What you will do —
[1] Please change "petition" to "filing" in the stretch of the letter from "Re: Domingues v." through "Ct. 2044 (1999).", and give that stretch back.
[2] Count the lines of the records that contain the string "hair" and reply with the number alone.

Department of Justice
950 Pennsylvania Avenue
Washington, D.C. 20530

Re: Domingues v. Nevada, No. 98-8327

Dear Solicitor General Waxman:

We write with regard to the petition for a writ of certiorari currently pending in the case of Domingues v. Nevada, No. 98-8327. As you know, the Supreme Court has invited you to file a brief expressing the position of the United States on this petition, which raises the issue of the United States' international obligations concerning the application of the death penalty to child offenders. See 119 S. Ct. 2044 (1999).

The application of the death penalty to children is a particularly egregious practice that has been effectively abolished by the vast majority of nations. The near universal acknowledgment of the inherent wrong of imposing the death sentence for crimes committed by individuals under the age of eighteen highlights the deeply unjust and anomalous nature of this practice. The promotion of national human rights objectives abroad requires, among other things, that the United States begin to acknowledge its own obligations under international law and to cease the anachronistic practice of executing juvenile offenders.

We respectfully submit our analysis of the international legal obligations of the United States that forbid its application of the death penalty to juvenile offenders and, in this case, to Michael Domingues. The United States' obligations under customary international law, as a state party to the International Covenant on Civil and Political Rights ("ICCPR"), and as a signatory to the American Convention on Human Rights ("American Convention") and the U.N. Convention on the Rights of the Child require it to end the practice of imposing capital punishment on persons for crimes committed under the age of eighteen. We urge your office to recognize these obligations and not, as Chief Justice Springer noted in dissent, to "join[] hands with such countries as Iran, Iraq, Bangladesh, Nigeria and Pakistan in approving death sentences for children." Domingues, 961 P.2d at 1281 (Springer, C.J., dissenting).

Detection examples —

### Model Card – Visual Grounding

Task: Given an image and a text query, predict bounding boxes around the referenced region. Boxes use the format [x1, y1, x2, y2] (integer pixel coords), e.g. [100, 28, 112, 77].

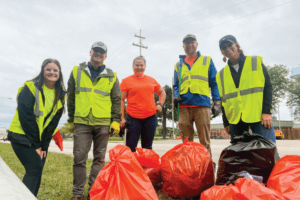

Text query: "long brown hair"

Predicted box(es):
[31, 58, 66, 109]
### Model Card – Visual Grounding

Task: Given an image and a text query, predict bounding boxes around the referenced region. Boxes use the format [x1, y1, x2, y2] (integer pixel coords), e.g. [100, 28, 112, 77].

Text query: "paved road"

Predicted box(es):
[49, 139, 300, 163]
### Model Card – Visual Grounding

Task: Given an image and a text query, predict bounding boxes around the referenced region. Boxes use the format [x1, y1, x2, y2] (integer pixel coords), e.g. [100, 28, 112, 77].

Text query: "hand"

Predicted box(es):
[35, 147, 43, 160]
[109, 121, 120, 136]
[211, 100, 221, 118]
[261, 114, 272, 129]
[120, 118, 126, 129]
[225, 126, 230, 135]
[156, 105, 162, 113]
[41, 151, 47, 159]
[69, 123, 74, 133]
[173, 97, 182, 108]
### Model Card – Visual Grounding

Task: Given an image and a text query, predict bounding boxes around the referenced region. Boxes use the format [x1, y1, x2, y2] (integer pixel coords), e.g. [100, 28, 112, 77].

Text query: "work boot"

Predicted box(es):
[71, 195, 84, 200]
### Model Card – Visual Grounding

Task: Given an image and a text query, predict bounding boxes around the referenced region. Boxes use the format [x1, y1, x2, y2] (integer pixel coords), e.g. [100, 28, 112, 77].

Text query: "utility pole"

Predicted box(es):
[132, 29, 148, 56]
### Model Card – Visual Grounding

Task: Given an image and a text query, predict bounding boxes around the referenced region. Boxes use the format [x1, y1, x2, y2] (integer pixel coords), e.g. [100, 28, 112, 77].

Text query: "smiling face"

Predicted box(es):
[183, 39, 198, 56]
[132, 59, 146, 77]
[90, 47, 107, 66]
[44, 62, 60, 83]
[221, 42, 240, 61]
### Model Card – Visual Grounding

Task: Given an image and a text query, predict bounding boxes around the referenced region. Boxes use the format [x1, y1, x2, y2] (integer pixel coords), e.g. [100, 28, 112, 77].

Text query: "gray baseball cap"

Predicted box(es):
[91, 42, 107, 53]
[182, 34, 197, 42]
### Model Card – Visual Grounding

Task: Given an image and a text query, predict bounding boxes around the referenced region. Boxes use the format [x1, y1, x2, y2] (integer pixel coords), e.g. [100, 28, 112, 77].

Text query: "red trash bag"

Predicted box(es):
[90, 144, 158, 200]
[200, 184, 240, 200]
[161, 138, 214, 198]
[52, 129, 64, 151]
[267, 155, 300, 200]
[134, 147, 162, 185]
[200, 178, 285, 200]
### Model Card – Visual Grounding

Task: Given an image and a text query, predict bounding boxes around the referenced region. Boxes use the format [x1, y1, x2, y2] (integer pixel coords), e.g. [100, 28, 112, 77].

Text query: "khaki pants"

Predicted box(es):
[178, 107, 211, 155]
[73, 124, 109, 197]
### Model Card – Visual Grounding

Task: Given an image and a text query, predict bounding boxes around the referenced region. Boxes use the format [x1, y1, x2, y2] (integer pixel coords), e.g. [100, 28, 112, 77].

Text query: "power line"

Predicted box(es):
[148, 0, 297, 46]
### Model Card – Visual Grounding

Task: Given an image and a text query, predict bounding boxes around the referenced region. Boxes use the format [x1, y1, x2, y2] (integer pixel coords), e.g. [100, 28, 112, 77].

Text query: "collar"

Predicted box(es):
[179, 51, 201, 60]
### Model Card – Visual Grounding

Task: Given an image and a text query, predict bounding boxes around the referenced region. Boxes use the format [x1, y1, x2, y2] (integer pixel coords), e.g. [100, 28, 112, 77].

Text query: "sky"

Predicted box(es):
[0, 0, 300, 128]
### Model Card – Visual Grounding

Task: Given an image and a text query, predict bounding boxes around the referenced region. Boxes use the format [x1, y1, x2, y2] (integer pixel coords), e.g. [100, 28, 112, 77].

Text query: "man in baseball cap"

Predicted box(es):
[173, 34, 221, 164]
[67, 42, 121, 200]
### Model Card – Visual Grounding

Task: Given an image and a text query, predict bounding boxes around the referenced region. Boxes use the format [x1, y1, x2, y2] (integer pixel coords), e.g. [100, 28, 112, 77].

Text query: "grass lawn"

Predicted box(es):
[0, 143, 172, 200]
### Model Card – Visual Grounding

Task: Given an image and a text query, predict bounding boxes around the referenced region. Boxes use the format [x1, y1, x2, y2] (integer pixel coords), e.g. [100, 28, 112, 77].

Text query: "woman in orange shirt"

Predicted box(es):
[120, 56, 166, 152]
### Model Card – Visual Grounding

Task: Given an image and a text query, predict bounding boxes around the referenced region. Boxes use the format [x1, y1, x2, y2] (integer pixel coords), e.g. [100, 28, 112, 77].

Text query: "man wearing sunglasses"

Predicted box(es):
[67, 42, 121, 200]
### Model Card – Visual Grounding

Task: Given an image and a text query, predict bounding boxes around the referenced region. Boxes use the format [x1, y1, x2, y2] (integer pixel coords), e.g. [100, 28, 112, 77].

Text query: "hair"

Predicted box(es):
[223, 42, 244, 62]
[31, 58, 66, 109]
[132, 56, 146, 65]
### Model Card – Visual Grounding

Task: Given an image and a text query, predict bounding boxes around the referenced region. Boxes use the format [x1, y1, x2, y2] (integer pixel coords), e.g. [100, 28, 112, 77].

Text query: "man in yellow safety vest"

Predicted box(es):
[67, 42, 121, 200]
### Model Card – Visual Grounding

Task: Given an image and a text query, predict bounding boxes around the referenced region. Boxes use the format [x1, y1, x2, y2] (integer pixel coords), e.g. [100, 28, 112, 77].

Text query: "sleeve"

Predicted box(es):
[208, 59, 221, 101]
[261, 63, 272, 114]
[110, 78, 121, 122]
[221, 106, 229, 128]
[173, 65, 179, 98]
[120, 79, 128, 92]
[153, 78, 161, 92]
[67, 71, 75, 123]
[18, 85, 40, 149]
[41, 108, 63, 151]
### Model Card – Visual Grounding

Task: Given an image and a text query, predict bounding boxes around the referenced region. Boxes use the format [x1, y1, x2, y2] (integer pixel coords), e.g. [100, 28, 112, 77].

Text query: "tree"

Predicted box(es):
[266, 64, 290, 112]
[155, 85, 177, 139]
[287, 76, 300, 120]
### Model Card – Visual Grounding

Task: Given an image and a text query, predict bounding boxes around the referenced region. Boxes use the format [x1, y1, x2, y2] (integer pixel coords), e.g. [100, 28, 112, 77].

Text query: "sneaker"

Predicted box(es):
[71, 196, 84, 200]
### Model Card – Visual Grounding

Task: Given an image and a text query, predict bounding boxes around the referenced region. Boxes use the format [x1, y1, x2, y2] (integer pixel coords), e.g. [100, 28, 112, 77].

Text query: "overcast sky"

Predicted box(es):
[0, 0, 300, 128]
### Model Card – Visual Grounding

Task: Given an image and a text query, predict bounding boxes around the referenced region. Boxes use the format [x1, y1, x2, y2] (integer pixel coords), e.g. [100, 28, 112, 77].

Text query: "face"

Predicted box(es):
[90, 47, 107, 65]
[132, 59, 146, 76]
[183, 39, 198, 55]
[221, 42, 240, 60]
[44, 63, 60, 82]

Final results —
[1]
Re: Domingues v. Nevada, No. 98-8327

Dear Solicitor General Waxman:

We write with regard to the filing for a writ of certiorari currently pending in the case of Domingues v. Nevada, No. 98-8327. As you know, the Supreme Court has invited you to file a brief expressing the position of the United States on this filing, which raises the issue of the United States' international obligations concerning the application of the death penalty to child offenders. See 119 S. Ct. 2044 (1999).

[2] 2